REQUEST: Print exactly the lines from the one containing "instance, sample <point>246,167</point>." through the last line of the listing, both included.
____________
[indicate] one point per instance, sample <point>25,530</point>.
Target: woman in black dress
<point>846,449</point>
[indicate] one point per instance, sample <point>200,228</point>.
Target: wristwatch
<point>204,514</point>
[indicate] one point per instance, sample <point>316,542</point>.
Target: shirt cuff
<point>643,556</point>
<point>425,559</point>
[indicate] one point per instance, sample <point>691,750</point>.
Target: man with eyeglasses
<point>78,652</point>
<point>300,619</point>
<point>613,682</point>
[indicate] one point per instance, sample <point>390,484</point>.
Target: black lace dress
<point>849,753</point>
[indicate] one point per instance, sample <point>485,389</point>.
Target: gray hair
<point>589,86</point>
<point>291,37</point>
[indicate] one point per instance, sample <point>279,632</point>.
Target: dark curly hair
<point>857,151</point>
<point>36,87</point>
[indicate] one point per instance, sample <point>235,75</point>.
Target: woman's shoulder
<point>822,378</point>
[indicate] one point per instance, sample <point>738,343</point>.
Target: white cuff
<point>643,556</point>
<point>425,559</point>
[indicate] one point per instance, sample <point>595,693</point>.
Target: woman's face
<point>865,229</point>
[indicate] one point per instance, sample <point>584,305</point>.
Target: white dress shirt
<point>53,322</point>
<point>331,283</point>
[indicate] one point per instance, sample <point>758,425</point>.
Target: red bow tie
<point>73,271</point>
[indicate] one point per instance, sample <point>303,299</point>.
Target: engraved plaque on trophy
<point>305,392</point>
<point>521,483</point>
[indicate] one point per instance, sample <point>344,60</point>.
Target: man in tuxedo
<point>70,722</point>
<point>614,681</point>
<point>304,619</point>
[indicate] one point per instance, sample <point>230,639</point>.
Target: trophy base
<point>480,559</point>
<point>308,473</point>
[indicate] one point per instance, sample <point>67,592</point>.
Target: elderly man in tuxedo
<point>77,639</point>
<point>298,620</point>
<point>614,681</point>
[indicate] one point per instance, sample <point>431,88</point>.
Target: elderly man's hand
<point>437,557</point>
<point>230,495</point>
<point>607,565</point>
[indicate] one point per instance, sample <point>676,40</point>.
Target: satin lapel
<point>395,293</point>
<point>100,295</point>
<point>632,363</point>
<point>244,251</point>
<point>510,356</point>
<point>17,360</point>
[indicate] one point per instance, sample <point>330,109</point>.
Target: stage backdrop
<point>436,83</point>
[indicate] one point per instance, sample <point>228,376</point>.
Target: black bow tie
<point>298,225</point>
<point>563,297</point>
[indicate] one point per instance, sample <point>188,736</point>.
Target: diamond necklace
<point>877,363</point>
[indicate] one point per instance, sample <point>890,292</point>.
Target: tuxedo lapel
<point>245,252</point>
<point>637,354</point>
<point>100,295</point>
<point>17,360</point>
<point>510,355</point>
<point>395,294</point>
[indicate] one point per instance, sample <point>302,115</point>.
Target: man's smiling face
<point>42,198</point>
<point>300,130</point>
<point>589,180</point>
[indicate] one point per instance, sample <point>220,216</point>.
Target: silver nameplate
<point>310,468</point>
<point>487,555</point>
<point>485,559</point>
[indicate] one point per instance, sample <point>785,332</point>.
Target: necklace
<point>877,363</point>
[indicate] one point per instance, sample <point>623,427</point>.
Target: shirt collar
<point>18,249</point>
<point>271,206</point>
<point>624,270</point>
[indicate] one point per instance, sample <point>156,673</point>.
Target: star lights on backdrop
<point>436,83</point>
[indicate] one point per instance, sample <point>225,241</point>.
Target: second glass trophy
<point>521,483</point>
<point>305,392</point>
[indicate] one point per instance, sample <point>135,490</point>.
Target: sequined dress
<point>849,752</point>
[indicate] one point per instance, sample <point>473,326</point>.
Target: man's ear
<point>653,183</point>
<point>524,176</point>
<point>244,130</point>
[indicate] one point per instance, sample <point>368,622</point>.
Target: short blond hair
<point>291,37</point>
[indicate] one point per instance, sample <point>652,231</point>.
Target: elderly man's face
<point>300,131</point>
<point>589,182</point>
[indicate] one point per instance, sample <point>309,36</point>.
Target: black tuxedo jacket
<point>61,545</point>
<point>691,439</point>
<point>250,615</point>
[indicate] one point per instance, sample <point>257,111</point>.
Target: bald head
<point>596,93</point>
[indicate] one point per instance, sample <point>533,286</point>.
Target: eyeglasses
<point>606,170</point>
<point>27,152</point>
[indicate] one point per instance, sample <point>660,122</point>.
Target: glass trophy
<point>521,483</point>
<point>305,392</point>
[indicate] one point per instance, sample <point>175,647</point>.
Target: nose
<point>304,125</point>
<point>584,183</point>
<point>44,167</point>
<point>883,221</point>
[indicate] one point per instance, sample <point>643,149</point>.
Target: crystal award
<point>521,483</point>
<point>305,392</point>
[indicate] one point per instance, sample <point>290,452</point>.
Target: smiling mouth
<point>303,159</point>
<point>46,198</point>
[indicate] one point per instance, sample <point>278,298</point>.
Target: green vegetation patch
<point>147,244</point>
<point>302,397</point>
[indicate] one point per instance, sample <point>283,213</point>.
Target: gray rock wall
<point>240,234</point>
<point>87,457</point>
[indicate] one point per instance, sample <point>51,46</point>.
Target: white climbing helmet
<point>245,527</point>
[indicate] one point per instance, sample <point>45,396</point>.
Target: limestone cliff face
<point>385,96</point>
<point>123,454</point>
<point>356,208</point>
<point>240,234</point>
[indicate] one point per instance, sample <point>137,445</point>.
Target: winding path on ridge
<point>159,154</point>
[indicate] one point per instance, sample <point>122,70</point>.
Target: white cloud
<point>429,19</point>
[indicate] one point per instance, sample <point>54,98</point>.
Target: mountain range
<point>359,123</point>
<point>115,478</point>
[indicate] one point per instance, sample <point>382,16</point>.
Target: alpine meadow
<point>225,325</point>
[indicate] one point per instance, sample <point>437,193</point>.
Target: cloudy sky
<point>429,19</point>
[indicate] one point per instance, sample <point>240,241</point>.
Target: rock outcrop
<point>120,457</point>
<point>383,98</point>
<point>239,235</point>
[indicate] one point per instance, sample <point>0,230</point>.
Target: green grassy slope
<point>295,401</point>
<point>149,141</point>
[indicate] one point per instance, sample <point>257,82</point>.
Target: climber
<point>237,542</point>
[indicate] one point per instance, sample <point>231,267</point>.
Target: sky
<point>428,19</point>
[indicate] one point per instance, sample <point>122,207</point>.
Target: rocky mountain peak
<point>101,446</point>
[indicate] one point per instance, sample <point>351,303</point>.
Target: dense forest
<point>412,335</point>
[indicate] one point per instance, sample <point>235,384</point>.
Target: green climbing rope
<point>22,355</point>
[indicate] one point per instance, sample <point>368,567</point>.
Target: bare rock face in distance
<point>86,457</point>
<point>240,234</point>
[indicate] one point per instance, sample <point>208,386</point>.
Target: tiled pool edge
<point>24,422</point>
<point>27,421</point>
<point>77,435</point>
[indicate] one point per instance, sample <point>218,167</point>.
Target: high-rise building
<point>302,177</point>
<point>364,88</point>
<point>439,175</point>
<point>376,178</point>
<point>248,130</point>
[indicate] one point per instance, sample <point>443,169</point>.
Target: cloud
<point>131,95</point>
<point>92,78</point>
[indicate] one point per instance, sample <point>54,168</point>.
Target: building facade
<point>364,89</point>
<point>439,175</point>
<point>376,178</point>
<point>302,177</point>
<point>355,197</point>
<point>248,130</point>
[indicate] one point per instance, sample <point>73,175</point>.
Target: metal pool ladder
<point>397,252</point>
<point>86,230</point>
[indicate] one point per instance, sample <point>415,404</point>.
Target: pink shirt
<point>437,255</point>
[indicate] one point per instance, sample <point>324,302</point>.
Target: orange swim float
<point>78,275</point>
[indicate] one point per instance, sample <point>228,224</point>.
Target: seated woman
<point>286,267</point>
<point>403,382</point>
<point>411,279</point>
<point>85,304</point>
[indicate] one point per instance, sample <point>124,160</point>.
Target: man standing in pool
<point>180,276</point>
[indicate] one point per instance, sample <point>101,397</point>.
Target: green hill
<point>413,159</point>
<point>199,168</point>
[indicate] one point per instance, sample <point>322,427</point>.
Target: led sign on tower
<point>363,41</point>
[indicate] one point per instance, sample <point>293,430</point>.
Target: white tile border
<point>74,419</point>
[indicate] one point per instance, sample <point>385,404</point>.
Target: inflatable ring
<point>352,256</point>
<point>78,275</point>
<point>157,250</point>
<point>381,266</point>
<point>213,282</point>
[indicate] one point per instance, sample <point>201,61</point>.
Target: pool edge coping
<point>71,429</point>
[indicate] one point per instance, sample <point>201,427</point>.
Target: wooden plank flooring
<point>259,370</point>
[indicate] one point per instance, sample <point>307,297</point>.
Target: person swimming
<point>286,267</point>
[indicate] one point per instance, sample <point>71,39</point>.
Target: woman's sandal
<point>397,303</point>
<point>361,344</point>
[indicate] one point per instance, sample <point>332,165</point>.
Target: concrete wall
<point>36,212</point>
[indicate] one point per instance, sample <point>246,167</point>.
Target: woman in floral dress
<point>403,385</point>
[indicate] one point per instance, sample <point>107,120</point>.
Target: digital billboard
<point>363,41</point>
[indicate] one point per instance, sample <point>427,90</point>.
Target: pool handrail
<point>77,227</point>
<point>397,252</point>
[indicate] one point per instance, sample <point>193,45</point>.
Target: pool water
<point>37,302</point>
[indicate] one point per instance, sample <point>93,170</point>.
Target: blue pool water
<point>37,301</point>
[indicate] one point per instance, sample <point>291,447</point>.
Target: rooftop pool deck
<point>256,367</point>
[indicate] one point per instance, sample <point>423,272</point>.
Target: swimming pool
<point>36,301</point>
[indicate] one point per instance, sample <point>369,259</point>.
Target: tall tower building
____________
WRITTEN REPLY:
[indicate] one point per instance, sample <point>246,167</point>.
Target: woman in floral dress
<point>403,385</point>
[indicate] one point per instance, sample <point>107,120</point>.
Target: digital billboard
<point>363,41</point>
[indicate] one point per instance, sample <point>427,90</point>.
Target: pool handrail
<point>77,227</point>
<point>397,252</point>
[indicate] one point per instance, sample <point>193,45</point>.
Target: pool water
<point>37,302</point>
[indicate] one point per instance, sample <point>93,170</point>.
Target: blue pool water
<point>37,301</point>
[indicate] one point per instance, sample <point>291,447</point>.
Target: rooftop pool deck
<point>256,367</point>
[indicate] one point per instance, sample <point>423,272</point>.
Target: swimming pool
<point>36,301</point>
[indicate] one point per instance, sample <point>369,259</point>.
Target: tall tower building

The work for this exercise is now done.